Task to complete:
Data follows below. Repeat exactly the lines between the line holding "Target: green grass" and the line holding "formatted as [219,700].", inclusive, and nothing more; drop pictures.

Stored data entries
•••••
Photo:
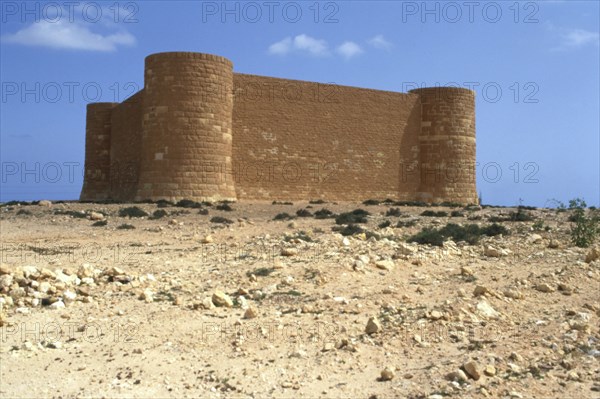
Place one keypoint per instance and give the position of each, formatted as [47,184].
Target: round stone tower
[447,145]
[187,120]
[96,182]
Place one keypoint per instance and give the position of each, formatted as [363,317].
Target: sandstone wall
[304,140]
[126,142]
[198,131]
[96,182]
[447,145]
[186,127]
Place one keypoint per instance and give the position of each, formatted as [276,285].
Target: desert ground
[100,301]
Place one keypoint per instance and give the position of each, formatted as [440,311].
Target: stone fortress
[199,131]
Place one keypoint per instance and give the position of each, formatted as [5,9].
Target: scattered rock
[486,310]
[406,249]
[480,290]
[457,375]
[289,252]
[221,299]
[96,216]
[592,255]
[387,374]
[544,288]
[147,296]
[385,264]
[472,369]
[494,252]
[4,269]
[436,315]
[373,326]
[513,293]
[250,313]
[57,305]
[535,238]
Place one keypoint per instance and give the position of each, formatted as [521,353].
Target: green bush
[585,228]
[158,214]
[470,233]
[224,207]
[351,230]
[125,226]
[281,203]
[324,214]
[303,213]
[406,223]
[188,204]
[356,216]
[222,220]
[132,212]
[393,212]
[431,213]
[283,216]
[384,224]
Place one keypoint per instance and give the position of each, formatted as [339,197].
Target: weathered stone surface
[216,151]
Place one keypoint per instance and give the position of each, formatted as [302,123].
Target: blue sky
[534,67]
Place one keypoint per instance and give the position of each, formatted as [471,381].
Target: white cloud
[300,43]
[380,42]
[578,38]
[310,44]
[281,47]
[68,35]
[349,50]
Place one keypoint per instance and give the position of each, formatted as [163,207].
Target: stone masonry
[199,131]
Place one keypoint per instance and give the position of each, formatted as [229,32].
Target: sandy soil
[100,311]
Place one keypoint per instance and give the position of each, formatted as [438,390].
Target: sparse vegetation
[303,213]
[324,214]
[221,220]
[585,227]
[356,216]
[188,204]
[281,203]
[159,213]
[261,272]
[132,212]
[406,223]
[75,214]
[351,230]
[125,226]
[163,204]
[283,216]
[393,212]
[470,233]
[431,213]
[410,203]
[384,224]
[224,207]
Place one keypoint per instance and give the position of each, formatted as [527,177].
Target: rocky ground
[221,300]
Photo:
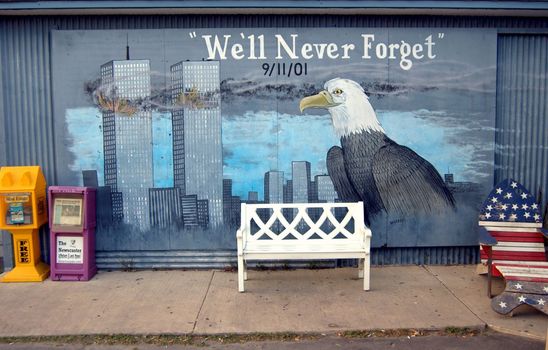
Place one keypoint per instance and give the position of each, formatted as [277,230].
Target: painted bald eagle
[370,166]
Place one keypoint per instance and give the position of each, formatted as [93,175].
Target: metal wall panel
[26,95]
[522,111]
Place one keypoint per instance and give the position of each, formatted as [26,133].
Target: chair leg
[241,274]
[366,271]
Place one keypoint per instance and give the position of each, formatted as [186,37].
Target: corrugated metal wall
[522,111]
[26,113]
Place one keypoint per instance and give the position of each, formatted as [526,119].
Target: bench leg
[366,271]
[241,274]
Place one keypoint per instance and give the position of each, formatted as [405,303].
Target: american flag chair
[512,246]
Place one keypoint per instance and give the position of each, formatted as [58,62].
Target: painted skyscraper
[274,187]
[197,147]
[127,140]
[325,189]
[301,181]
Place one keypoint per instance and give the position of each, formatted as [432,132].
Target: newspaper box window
[23,208]
[72,229]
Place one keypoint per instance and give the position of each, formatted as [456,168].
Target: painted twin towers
[196,197]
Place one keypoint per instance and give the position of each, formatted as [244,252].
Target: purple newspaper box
[72,232]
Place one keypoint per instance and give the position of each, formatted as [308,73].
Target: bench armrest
[485,237]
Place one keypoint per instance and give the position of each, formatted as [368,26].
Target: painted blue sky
[258,141]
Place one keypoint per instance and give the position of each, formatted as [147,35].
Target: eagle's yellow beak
[320,100]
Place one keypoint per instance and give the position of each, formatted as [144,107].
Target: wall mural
[176,128]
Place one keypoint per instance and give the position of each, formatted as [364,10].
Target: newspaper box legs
[23,212]
[72,233]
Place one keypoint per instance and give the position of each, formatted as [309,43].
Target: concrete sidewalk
[207,302]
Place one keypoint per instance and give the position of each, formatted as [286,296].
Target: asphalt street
[485,341]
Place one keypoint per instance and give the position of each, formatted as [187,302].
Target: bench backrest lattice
[302,221]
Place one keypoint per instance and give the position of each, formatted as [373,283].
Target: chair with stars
[512,246]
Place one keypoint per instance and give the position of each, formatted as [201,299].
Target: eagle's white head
[348,105]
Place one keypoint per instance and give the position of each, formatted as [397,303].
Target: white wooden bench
[303,232]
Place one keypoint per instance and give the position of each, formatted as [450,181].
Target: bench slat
[338,243]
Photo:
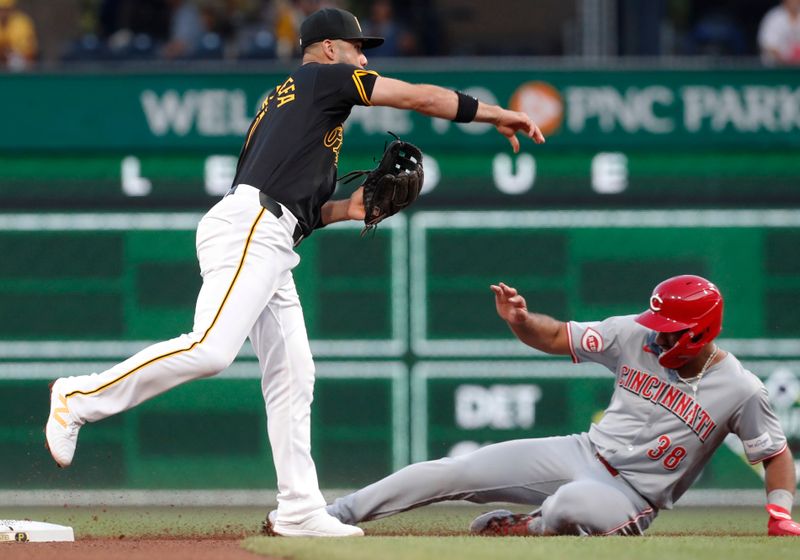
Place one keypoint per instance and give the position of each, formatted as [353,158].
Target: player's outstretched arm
[444,103]
[534,329]
[345,209]
[780,482]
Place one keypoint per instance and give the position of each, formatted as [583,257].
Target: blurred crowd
[125,30]
[169,30]
[219,29]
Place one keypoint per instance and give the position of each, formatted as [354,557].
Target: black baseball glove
[393,185]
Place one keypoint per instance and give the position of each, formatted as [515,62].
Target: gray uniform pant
[578,495]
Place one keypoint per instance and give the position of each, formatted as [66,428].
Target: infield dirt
[131,549]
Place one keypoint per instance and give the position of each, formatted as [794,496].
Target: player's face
[668,340]
[350,52]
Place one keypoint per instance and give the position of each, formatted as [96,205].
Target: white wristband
[782,498]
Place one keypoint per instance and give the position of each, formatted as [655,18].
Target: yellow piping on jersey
[194,344]
[362,92]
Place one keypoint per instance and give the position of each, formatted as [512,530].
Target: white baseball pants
[246,257]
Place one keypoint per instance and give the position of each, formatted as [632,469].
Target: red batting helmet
[689,303]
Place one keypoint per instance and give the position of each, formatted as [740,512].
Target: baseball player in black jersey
[245,245]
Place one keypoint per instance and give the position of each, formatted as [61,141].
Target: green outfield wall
[413,362]
[633,137]
[645,174]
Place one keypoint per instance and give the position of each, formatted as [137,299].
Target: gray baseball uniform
[654,439]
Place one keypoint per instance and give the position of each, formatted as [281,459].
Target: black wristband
[467,108]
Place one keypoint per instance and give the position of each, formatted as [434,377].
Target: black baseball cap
[333,23]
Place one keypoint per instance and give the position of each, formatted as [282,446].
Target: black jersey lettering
[293,145]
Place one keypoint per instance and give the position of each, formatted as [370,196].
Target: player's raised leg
[236,286]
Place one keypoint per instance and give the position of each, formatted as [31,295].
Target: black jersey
[292,147]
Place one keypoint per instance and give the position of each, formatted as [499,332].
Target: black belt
[274,207]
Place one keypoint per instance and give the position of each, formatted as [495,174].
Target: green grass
[438,533]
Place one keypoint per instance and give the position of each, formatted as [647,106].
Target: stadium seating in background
[210,47]
[258,46]
[717,36]
[88,48]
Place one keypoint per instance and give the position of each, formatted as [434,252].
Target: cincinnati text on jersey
[670,397]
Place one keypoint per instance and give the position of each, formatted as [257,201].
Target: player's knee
[567,512]
[215,359]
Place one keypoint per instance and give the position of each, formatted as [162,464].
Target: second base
[34,531]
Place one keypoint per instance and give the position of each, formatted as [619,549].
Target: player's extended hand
[508,123]
[780,523]
[355,205]
[510,305]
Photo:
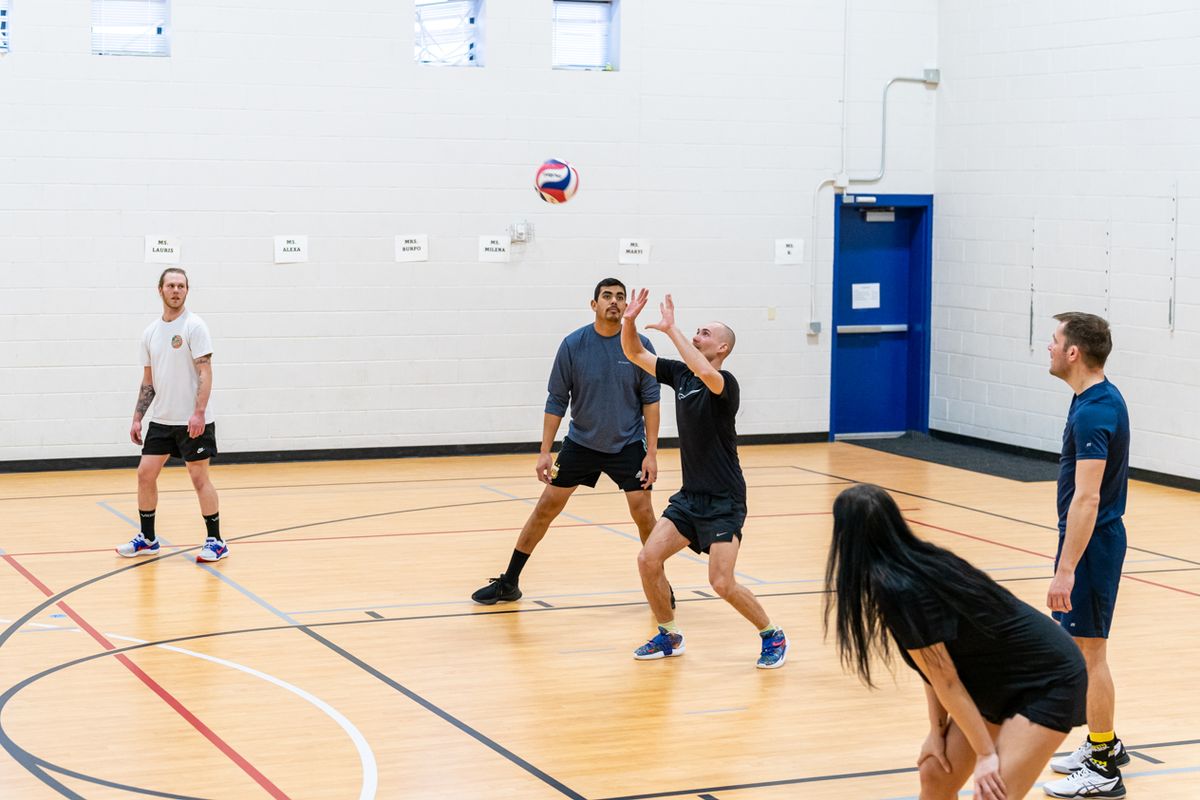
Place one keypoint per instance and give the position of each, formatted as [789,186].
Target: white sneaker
[214,551]
[138,546]
[1068,764]
[1086,782]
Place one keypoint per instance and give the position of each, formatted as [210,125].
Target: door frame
[919,295]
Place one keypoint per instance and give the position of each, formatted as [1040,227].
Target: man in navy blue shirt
[613,429]
[1093,476]
[708,511]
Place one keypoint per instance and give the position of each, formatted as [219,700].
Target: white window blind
[447,32]
[5,7]
[583,35]
[131,26]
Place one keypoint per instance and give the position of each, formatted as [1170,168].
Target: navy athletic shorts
[1097,578]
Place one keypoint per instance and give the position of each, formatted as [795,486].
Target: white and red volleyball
[556,181]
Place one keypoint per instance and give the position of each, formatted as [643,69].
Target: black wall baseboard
[361,453]
[1137,474]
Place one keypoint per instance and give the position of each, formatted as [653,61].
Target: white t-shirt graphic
[169,349]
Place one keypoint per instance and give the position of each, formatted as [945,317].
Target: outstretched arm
[145,396]
[949,692]
[688,352]
[629,340]
[203,390]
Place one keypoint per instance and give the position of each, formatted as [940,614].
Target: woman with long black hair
[1003,683]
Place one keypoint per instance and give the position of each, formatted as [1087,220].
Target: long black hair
[874,558]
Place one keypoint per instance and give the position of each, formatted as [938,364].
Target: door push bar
[873,329]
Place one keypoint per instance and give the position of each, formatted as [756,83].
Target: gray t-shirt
[604,390]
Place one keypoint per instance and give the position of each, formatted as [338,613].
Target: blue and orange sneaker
[138,546]
[774,649]
[663,645]
[214,551]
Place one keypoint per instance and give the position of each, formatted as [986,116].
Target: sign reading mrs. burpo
[413,247]
[162,250]
[495,248]
[291,250]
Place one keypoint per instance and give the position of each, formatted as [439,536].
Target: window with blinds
[5,6]
[585,35]
[448,32]
[131,26]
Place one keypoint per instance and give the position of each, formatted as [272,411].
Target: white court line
[370,768]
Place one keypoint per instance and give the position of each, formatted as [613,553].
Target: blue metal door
[881,314]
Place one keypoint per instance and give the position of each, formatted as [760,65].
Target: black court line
[491,744]
[111,785]
[9,745]
[985,512]
[306,486]
[1144,757]
[31,762]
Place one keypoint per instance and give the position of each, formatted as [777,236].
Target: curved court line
[366,756]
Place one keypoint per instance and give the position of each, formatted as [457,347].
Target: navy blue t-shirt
[1097,428]
[708,438]
[604,390]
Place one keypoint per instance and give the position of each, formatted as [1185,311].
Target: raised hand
[667,310]
[636,302]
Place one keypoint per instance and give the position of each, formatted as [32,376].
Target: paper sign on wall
[291,250]
[495,248]
[864,295]
[413,247]
[634,251]
[162,250]
[789,251]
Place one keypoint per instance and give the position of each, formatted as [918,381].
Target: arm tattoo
[144,398]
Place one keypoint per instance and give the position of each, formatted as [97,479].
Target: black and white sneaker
[498,590]
[1119,757]
[1087,782]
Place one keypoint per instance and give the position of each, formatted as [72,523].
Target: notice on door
[864,295]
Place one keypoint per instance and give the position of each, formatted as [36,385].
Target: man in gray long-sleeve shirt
[613,429]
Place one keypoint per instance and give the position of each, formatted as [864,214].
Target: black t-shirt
[708,440]
[1005,653]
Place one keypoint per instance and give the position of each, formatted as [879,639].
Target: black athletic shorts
[706,518]
[1062,707]
[579,465]
[173,440]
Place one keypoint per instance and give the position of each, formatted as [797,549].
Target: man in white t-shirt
[177,360]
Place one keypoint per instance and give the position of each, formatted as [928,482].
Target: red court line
[1021,549]
[207,732]
[419,533]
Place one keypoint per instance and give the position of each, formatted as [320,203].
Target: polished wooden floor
[336,654]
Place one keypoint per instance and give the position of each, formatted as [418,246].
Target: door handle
[873,329]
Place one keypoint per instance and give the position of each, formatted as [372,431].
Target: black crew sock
[148,524]
[513,575]
[213,522]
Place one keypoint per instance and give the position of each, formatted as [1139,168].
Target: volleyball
[556,181]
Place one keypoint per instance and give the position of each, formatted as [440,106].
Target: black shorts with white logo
[579,465]
[706,518]
[173,440]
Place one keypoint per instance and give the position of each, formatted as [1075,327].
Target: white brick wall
[310,118]
[1062,132]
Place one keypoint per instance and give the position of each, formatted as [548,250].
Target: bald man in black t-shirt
[708,511]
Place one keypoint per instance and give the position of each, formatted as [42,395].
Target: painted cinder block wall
[311,118]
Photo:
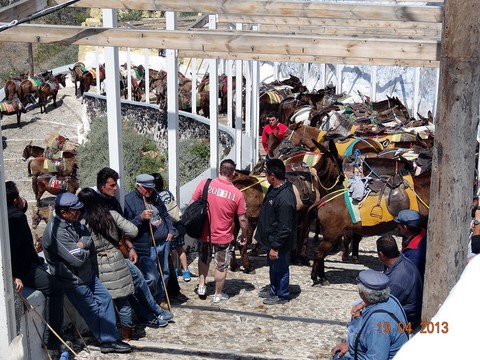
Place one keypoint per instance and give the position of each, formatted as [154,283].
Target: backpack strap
[205,197]
[357,338]
[205,189]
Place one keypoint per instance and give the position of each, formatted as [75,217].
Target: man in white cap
[67,246]
[145,209]
[381,329]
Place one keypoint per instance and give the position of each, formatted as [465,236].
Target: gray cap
[68,200]
[372,279]
[409,218]
[146,181]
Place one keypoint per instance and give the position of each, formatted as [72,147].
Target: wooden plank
[453,164]
[21,9]
[322,59]
[235,42]
[333,21]
[280,8]
[431,34]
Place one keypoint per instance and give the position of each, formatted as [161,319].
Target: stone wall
[148,120]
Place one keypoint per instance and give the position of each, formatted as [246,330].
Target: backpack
[196,214]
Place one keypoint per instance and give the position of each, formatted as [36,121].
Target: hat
[146,180]
[68,200]
[373,280]
[408,218]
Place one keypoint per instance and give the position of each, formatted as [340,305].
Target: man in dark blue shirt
[414,243]
[404,279]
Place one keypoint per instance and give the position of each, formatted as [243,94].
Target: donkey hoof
[321,282]
[250,271]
•••••
Finished task:
Target: green grass
[438,533]
Place one keypoint per instance and give the position of each, formatted as [647,106].
Target: stadium seating in background
[210,47]
[258,46]
[717,36]
[88,48]
Place one keypoint per instance and give the position of each, formatted as [434,252].
Target: cincinnati text on jersey
[670,397]
Place one keypoint per instance and give the position of each, formatted as [257,201].
Target: player's knee
[567,512]
[215,359]
Place one keypoint per instance and give the position of each, formatted as [162,464].
Target: second base
[34,531]
Place one keypoint per instance and give the position of each, formatted as [619,549].
Target: player's extended hand
[508,123]
[780,523]
[355,205]
[510,305]
Photo:
Place one keypoint per instance and give the position of each, formatted as [789,186].
Target: white sneaker
[214,551]
[138,546]
[1068,764]
[1086,782]
Place one keypoint per instance and give the position of each, formatted as [210,125].
Target: door frame
[919,295]
Place one keypoint per instance and give the position of each, formatted as [1040,227].
Target: man in navy blue shirt
[613,429]
[1093,476]
[708,511]
Place one keypoint per instance and give the position of each, formatted as [219,700].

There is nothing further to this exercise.